▶ EXERCISE AIM
Copy every line below. Do not alter any of them.

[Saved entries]
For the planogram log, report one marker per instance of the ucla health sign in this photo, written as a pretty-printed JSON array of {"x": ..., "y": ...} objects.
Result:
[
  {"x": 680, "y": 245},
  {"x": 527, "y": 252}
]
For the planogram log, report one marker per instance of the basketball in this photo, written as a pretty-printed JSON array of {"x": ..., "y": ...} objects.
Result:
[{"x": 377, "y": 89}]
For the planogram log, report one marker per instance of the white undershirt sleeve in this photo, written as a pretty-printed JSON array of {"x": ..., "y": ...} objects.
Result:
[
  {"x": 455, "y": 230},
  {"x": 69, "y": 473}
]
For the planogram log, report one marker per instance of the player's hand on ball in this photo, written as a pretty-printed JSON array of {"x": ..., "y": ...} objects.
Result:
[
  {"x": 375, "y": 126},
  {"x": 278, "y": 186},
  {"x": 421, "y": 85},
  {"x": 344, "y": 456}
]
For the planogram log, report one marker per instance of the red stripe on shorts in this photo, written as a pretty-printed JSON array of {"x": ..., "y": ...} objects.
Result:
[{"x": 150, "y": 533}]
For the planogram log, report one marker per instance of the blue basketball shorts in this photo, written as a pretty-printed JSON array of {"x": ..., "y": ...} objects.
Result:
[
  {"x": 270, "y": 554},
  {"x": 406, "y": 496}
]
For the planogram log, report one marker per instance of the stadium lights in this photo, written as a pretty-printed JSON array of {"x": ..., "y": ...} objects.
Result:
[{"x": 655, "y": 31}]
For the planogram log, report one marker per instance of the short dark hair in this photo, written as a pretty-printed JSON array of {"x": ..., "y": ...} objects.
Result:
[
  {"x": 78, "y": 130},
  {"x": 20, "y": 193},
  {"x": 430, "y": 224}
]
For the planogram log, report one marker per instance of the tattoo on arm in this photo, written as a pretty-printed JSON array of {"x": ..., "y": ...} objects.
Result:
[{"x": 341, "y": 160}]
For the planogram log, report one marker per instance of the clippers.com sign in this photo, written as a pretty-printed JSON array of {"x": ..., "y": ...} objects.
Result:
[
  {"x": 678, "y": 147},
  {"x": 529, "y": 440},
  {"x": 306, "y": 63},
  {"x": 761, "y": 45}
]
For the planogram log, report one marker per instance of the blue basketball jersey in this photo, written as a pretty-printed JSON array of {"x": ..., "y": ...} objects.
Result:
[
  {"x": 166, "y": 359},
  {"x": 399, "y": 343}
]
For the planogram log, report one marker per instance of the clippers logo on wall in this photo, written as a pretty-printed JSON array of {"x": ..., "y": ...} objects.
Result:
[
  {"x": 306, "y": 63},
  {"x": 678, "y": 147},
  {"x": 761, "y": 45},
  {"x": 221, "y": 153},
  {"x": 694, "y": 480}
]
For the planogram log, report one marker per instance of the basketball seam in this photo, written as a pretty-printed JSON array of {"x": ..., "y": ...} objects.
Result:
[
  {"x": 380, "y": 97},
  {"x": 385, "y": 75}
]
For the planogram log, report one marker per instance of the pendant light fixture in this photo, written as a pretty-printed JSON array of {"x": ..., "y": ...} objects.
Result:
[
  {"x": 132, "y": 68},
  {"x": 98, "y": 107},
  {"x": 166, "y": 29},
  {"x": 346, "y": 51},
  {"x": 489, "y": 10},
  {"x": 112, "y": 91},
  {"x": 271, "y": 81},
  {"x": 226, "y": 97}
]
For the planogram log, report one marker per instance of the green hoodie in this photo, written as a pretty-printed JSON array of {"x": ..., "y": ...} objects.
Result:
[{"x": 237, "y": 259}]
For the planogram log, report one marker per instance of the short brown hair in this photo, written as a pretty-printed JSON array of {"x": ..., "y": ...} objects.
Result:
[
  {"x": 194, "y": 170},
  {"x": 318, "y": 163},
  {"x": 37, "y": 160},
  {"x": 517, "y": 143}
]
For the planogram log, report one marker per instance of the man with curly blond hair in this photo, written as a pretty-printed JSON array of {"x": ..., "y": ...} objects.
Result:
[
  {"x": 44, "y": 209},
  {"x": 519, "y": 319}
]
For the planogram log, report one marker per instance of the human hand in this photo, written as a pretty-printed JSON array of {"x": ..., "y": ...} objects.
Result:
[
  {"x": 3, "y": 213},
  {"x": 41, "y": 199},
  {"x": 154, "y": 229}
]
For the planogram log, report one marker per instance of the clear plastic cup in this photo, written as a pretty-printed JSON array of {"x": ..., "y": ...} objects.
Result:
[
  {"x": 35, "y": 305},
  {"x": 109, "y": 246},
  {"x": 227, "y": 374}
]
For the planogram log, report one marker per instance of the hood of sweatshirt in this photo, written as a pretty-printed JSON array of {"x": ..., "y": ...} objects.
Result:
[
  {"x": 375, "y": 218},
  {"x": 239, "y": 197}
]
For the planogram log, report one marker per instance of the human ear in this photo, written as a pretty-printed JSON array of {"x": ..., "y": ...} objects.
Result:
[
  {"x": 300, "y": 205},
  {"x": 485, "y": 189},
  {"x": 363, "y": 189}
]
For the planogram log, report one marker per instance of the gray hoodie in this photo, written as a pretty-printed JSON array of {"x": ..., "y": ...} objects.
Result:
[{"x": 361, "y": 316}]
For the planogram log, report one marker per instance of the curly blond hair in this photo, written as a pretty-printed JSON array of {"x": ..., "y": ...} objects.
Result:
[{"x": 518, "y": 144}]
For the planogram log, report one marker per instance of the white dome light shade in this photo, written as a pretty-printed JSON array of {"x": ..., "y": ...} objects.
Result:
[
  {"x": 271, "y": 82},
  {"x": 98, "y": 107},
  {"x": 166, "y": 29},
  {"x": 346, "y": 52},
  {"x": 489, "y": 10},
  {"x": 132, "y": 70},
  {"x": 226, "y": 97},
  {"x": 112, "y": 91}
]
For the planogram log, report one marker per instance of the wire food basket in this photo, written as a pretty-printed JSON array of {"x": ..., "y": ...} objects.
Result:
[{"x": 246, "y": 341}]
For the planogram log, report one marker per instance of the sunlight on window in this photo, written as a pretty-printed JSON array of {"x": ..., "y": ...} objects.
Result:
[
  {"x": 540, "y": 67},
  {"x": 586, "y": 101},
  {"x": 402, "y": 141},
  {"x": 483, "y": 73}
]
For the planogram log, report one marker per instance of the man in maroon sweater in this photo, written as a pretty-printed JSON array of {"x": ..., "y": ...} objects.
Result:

▶ RESPONSE BELOW
For the planogram log, report one marker per instance of the ucla health sign in this photo, written as a pretty-printed JSON array of {"x": ..., "y": ...} objects.
Result:
[
  {"x": 680, "y": 245},
  {"x": 527, "y": 252}
]
For the planogram log, report one marker per instance of the basketball in this photo, written as a pretty-printed JSON array of {"x": ..., "y": ...} objects.
Result:
[{"x": 377, "y": 89}]
For the planogram log, report one marker per instance of the white undershirt sleeve in this photo, written as a pretty-printed JSON array of {"x": ..., "y": ...} objects.
Result:
[
  {"x": 455, "y": 230},
  {"x": 69, "y": 473}
]
For the planogram log, report one marker per instance of the player's hand on ball in this photo, written as a pretty-printed JSON array of {"x": ..., "y": ...} objects.
Result:
[
  {"x": 375, "y": 126},
  {"x": 278, "y": 186},
  {"x": 421, "y": 85},
  {"x": 344, "y": 456}
]
For the planogram log, report one marker per instance of the red stripe on shorts in this photo, written as a pretty-printed JSON array of {"x": ..., "y": ...} objects.
Result:
[{"x": 150, "y": 533}]
For the planogram log, report one marker per instance of the blue basketball shorts in this photo, written as a pretty-printed JSON array of {"x": ..., "y": ...} objects.
Result:
[
  {"x": 270, "y": 554},
  {"x": 406, "y": 496}
]
For the planogram log, report one marker per instance of the stadium lights in this photo, written as a pretty-printed JSON array of {"x": ..., "y": ...} objects.
Result:
[{"x": 655, "y": 31}]
For the planogram log, report one marker per instance of the short dark hair in this photo, written as a pretty-printed JSON array of {"x": ..., "y": ...} objects.
Result:
[
  {"x": 78, "y": 130},
  {"x": 20, "y": 193},
  {"x": 430, "y": 224}
]
For the planogram log, report one marker per instance of the tattoo on arm in this photo, written as a pretty-printed JSON array of {"x": ..., "y": ...} objects.
Result:
[{"x": 341, "y": 160}]
For the planogram log, report one marker per instance of the clippers.com sign in this photo, written as a pretty-printed JSON array of {"x": ..., "y": ...} objects.
Result:
[
  {"x": 678, "y": 147},
  {"x": 529, "y": 440},
  {"x": 306, "y": 63},
  {"x": 761, "y": 45}
]
For the planogram log, report one marker per instance of the blue basketball jersey in this photo, written as a pretty-printed JSON array of {"x": ..., "y": ...} objects.
Result:
[
  {"x": 166, "y": 359},
  {"x": 399, "y": 343}
]
For the planogram log, report one marker per instance of the clippers logo on wall in this photo, written as a pretty-printed JSON array of {"x": ..., "y": ...} objects.
Result:
[
  {"x": 306, "y": 63},
  {"x": 678, "y": 147},
  {"x": 761, "y": 45},
  {"x": 221, "y": 153},
  {"x": 694, "y": 480}
]
For the planogram log, report one marker per instance of the basketball seam in this photo, written as a pretty-printed JSON array of {"x": ..., "y": ...} objects.
Result:
[
  {"x": 380, "y": 97},
  {"x": 385, "y": 75}
]
For the planogram log, report one marker per instance of the pendant light fixture in this photo, written as a pretty-printed JSON array of {"x": ..., "y": ...} objects.
Result:
[
  {"x": 132, "y": 68},
  {"x": 98, "y": 107},
  {"x": 166, "y": 29},
  {"x": 346, "y": 51},
  {"x": 489, "y": 10},
  {"x": 112, "y": 91},
  {"x": 271, "y": 81},
  {"x": 226, "y": 97}
]
For the planogram log, report one marker per instance of the green hoodie in this photo, written as a pretty-printed JSON array of {"x": ..., "y": ...} objects.
Result:
[{"x": 237, "y": 259}]
For the planogram log, report one marker per instance of the short brown hair in this photo, written as a pretty-printed JSON array of {"x": ..., "y": ...} objects.
Result:
[
  {"x": 194, "y": 170},
  {"x": 318, "y": 163},
  {"x": 37, "y": 160},
  {"x": 517, "y": 143}
]
For the planogram log, report one marker per instance of the man with curly blond hair in this photo, written as a pretty-printed JSON array of {"x": ..., "y": ...} objects.
Result:
[
  {"x": 44, "y": 209},
  {"x": 519, "y": 319}
]
For the planogram log, report one marker per instance of the human hand in this photo, written as a pretty-printed JSON array of {"x": ..., "y": ...} objects.
Result:
[
  {"x": 3, "y": 213},
  {"x": 41, "y": 199},
  {"x": 154, "y": 229}
]
For the planogram log, report one marker per instance of the clear plastic cup in this photo, written as a pretty-printed JSON array of {"x": ..., "y": ...} objects.
Result:
[
  {"x": 35, "y": 305},
  {"x": 109, "y": 246},
  {"x": 227, "y": 374}
]
For the planogram log, report one marker per instance of the hood of sweatshirt in this photo, written as a pretty-printed JSON array of {"x": ..., "y": ...} objects.
Result:
[
  {"x": 375, "y": 218},
  {"x": 239, "y": 197}
]
For the planogram log, report one marker per instance of the human ear in this photo, written as a pretty-printed JSON array of {"x": ..., "y": ...} objects.
Result:
[
  {"x": 300, "y": 205},
  {"x": 485, "y": 189},
  {"x": 363, "y": 189}
]
For the planogram log, report one marker per instance of the gray hoodie in this photo, written as a pretty-printed JSON array of {"x": ..., "y": ...} objects.
Result:
[{"x": 361, "y": 316}]
For the planogram log, report one marker per instance of the curly blond hair in this photo, written as a pretty-printed JSON array of {"x": ..., "y": ...} objects.
Result:
[{"x": 518, "y": 144}]
For the planogram log, report one marker per instance of the white dome light shade in this photo, written as a pretty-printed JSON array of {"x": ..., "y": ...} objects.
Result:
[
  {"x": 271, "y": 82},
  {"x": 98, "y": 107},
  {"x": 166, "y": 29},
  {"x": 346, "y": 52},
  {"x": 489, "y": 10},
  {"x": 132, "y": 70},
  {"x": 226, "y": 97},
  {"x": 112, "y": 91}
]
For the planogram log, report one marker per instance of the wire food basket in this photo, written as a pretty-printed JSON array of {"x": ..., "y": ...} objects.
Result:
[{"x": 246, "y": 341}]
For the planogram log, report one marker per instance of the sunlight on window in this photo, written as a pretty-printed JSON array of {"x": ..., "y": ...} objects.
Result:
[
  {"x": 540, "y": 67},
  {"x": 586, "y": 101},
  {"x": 402, "y": 141},
  {"x": 483, "y": 73}
]
For the planogram log, report one marker per instance of the man in maroon sweater in this photo, written as a pretty-printed JSON array of {"x": ..., "y": ...} objects.
Result:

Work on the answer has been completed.